Exercise task: Please count the lines below that contain the string "bridge", matching case exactly, and reply with that number alone.

Provided records:
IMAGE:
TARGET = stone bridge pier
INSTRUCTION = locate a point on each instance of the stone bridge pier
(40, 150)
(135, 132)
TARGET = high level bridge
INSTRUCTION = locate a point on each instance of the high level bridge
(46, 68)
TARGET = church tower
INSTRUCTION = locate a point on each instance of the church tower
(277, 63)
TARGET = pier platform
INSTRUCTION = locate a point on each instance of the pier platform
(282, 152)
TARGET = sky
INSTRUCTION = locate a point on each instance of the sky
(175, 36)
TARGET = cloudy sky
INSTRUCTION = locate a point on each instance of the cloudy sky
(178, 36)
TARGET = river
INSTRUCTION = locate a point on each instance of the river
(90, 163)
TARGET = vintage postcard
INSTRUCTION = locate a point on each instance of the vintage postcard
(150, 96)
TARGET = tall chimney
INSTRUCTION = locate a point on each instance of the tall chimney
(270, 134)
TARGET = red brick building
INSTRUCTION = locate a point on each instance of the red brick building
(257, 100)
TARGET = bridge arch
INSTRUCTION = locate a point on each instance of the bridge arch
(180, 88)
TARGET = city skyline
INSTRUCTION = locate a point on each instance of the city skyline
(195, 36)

...

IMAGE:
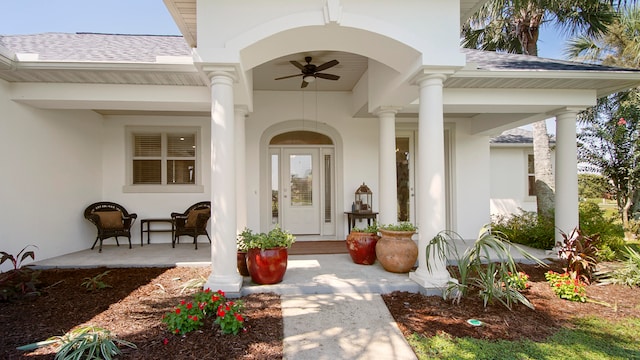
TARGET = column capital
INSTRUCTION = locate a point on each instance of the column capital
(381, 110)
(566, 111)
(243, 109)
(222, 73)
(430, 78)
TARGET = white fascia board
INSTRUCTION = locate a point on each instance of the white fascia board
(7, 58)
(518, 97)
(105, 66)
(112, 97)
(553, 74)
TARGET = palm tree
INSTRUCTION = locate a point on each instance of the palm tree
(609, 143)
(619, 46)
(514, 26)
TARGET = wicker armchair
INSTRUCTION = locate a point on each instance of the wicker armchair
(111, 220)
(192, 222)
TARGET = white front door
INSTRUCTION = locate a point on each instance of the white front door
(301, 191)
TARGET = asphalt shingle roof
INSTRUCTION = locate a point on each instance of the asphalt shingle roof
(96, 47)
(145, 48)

---

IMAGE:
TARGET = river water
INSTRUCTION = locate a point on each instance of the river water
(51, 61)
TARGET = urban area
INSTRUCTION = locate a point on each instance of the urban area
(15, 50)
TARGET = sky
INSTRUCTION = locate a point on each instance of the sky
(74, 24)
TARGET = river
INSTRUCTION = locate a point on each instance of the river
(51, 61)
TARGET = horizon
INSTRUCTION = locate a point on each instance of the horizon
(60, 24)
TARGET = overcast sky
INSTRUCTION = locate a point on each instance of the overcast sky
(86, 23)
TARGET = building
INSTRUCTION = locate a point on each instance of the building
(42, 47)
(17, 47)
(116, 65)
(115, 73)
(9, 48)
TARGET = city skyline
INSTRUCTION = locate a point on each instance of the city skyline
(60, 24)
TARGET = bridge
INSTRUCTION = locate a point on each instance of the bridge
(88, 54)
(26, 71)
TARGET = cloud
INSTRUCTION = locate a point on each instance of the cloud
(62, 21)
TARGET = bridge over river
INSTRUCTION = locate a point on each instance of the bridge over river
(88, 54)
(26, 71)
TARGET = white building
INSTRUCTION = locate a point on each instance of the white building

Reply to the exercise: 10